Begin RECORDS SUPPLIED

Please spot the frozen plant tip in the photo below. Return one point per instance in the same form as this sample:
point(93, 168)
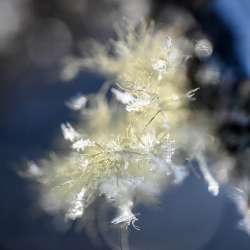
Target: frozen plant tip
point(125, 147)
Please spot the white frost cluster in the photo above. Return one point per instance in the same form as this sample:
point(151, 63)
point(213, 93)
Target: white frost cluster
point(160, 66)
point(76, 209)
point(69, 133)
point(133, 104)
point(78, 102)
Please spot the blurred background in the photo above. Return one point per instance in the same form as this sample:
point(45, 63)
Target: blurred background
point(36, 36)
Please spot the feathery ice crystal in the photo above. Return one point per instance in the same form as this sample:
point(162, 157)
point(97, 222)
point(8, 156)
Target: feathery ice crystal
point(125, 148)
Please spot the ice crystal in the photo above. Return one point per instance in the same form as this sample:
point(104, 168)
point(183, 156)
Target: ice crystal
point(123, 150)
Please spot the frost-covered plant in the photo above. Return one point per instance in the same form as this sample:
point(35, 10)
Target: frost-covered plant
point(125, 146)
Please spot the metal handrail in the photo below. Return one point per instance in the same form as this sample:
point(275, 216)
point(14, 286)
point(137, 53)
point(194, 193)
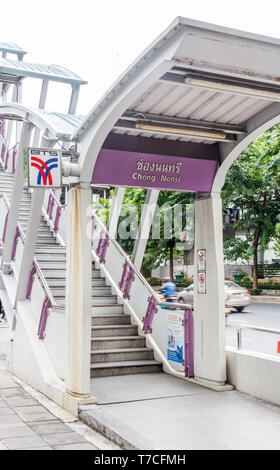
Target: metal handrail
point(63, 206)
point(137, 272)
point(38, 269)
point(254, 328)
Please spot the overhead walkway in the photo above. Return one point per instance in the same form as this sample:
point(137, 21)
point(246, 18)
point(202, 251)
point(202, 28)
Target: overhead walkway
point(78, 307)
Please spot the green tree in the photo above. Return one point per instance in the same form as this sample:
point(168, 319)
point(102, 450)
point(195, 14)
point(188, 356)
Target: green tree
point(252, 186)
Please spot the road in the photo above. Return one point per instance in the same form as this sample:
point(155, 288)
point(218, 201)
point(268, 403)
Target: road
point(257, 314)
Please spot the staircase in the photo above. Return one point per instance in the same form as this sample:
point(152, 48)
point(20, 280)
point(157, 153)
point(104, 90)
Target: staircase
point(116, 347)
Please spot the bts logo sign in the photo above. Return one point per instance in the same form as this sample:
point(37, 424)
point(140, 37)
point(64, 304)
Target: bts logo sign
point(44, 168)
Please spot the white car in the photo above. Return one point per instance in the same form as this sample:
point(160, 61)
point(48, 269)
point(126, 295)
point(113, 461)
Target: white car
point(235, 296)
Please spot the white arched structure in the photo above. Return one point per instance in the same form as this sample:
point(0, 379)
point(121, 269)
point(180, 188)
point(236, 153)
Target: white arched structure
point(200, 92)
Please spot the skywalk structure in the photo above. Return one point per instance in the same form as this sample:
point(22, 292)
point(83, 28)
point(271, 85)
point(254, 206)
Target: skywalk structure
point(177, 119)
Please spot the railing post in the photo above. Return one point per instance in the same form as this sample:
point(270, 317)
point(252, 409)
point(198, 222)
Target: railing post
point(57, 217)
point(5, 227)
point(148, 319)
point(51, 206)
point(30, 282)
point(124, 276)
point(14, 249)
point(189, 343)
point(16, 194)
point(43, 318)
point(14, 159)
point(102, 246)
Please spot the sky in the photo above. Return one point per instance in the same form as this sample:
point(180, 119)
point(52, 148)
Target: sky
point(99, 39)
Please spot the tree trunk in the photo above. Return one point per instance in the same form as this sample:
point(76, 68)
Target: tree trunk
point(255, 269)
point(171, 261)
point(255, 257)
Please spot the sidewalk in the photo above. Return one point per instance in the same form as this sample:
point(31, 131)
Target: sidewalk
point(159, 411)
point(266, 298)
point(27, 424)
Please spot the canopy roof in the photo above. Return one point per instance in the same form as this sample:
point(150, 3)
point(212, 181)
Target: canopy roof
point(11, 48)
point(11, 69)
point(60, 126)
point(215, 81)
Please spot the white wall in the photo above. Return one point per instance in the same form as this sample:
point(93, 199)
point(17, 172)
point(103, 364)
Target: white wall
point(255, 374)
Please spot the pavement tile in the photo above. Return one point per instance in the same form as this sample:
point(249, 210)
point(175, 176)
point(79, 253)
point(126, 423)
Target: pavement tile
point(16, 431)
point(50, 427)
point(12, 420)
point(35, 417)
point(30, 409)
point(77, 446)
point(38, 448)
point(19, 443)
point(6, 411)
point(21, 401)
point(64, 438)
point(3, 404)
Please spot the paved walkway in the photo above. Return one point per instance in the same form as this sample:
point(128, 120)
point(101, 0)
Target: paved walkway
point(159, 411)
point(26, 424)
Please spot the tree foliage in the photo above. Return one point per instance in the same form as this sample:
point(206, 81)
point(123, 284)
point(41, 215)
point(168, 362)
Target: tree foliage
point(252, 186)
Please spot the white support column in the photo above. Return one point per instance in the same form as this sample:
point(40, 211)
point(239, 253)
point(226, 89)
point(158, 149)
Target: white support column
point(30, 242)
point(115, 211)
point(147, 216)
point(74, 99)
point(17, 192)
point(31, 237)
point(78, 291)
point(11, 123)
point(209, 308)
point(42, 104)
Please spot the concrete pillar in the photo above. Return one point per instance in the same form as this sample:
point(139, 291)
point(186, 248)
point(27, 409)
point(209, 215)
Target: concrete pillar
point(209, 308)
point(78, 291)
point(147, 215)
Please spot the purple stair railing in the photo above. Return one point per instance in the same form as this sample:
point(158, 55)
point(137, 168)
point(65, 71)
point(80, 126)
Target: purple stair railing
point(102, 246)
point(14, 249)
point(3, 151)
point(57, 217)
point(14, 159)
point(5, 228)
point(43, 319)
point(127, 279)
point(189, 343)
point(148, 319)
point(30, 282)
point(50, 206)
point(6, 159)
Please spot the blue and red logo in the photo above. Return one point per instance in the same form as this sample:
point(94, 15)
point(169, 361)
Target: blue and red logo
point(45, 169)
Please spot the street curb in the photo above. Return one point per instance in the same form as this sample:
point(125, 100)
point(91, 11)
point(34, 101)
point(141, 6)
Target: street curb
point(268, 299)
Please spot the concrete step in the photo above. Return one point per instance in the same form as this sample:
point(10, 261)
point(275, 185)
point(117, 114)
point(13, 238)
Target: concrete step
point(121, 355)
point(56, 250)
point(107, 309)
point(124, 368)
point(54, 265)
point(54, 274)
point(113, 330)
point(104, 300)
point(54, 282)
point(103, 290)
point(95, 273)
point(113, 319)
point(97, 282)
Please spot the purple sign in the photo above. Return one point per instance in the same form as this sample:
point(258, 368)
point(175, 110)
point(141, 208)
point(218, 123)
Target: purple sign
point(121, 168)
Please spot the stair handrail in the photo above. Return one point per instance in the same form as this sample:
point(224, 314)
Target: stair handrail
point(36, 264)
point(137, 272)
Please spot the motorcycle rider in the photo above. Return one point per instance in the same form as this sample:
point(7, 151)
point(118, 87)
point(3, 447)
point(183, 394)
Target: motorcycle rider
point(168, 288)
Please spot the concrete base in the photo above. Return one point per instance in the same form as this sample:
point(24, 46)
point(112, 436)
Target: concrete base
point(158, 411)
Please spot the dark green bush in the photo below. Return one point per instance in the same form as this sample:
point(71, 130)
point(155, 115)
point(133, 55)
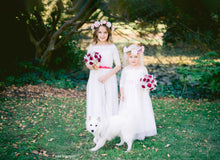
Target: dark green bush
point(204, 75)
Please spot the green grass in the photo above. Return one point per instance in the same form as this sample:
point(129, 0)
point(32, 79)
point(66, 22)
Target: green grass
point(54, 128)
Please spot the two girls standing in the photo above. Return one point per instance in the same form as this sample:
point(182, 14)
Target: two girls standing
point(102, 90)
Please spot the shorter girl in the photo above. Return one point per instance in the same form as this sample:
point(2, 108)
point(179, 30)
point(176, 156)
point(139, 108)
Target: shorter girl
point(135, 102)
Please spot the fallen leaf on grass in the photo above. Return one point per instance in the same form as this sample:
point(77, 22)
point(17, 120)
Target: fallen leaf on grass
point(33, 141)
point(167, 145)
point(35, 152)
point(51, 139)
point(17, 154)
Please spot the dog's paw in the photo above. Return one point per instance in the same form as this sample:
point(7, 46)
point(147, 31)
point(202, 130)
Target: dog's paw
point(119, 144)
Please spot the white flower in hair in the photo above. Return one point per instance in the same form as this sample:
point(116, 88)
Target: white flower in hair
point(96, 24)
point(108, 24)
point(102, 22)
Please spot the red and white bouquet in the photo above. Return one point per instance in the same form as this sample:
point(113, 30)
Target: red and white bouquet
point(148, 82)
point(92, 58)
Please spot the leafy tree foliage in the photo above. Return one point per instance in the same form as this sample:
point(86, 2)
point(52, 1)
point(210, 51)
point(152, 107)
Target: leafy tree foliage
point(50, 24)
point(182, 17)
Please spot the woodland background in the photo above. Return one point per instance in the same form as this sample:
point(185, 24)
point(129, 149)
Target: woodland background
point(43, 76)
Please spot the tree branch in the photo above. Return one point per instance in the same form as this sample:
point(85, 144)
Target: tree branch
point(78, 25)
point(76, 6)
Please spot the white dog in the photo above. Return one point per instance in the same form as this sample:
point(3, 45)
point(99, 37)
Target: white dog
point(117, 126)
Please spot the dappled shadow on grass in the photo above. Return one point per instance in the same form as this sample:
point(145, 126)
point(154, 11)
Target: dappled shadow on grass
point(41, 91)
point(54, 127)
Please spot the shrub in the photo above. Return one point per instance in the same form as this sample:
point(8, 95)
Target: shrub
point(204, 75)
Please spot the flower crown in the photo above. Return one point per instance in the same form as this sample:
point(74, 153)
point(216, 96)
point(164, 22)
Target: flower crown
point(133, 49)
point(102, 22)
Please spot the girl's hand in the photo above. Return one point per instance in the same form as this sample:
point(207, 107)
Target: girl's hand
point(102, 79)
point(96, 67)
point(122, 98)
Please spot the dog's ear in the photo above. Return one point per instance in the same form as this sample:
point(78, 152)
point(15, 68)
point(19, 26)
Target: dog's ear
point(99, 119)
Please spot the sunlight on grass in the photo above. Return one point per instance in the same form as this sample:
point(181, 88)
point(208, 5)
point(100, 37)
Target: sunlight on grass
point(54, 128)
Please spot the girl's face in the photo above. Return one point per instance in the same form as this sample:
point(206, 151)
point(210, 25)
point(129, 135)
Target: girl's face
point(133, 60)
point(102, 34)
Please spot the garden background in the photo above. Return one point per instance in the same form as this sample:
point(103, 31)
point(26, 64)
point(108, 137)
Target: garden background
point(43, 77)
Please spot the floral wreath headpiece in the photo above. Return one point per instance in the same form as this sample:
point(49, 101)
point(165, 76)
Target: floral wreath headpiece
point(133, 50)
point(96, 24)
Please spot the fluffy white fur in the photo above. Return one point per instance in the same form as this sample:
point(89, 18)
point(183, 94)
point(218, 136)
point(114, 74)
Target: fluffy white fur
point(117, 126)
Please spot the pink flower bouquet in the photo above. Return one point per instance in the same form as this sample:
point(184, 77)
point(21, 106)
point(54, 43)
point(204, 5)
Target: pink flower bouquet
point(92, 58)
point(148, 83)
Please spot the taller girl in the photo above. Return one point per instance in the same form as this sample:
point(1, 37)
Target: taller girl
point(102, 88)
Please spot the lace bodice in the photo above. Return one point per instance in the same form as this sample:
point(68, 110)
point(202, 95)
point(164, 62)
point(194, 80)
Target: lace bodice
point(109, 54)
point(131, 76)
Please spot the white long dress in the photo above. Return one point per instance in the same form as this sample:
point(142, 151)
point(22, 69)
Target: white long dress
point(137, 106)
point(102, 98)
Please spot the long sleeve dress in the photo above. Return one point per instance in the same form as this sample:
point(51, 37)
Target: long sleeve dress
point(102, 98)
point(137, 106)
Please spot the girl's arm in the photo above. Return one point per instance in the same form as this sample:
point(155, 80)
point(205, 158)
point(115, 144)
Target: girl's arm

End RECORDS SUPPLIED

> EXERCISE REQUIREMENTS
Recast the rows from the line containing "Please spot the green grass" up to and including the line containing "point(119, 144)" as a JSON list of strings, one string per line, skipping any blank lines.

> FINAL ANSWER
[
  "Please spot the green grass in the photo above. Return one point per instance in the same form as this sample:",
  "point(129, 0)",
  "point(32, 79)",
  "point(66, 22)",
  "Target: green grass",
  "point(54, 128)",
  "Please spot the two girls standing in the photo above. Return one point per instance in the same form as this sample:",
  "point(182, 14)",
  "Target: two girls standing",
  "point(102, 90)",
  "Please spot the shorter girl in the photo above. Return one point per instance in the same form as this sample:",
  "point(2, 108)",
  "point(179, 30)",
  "point(176, 156)",
  "point(139, 108)",
  "Target: shorter girl",
  "point(135, 102)",
  "Please spot the fallen leaf on grass in the photo above. Return one point per instance in the same form as this sample:",
  "point(77, 22)",
  "point(17, 120)",
  "Target: fallen leaf on grass",
  "point(33, 141)",
  "point(167, 145)",
  "point(35, 152)",
  "point(51, 139)",
  "point(17, 154)",
  "Please spot the dog's paw in the photo above. Return one point per instance in the same form as this sample:",
  "point(7, 46)",
  "point(147, 31)",
  "point(202, 130)",
  "Target: dog's paw",
  "point(119, 144)"
]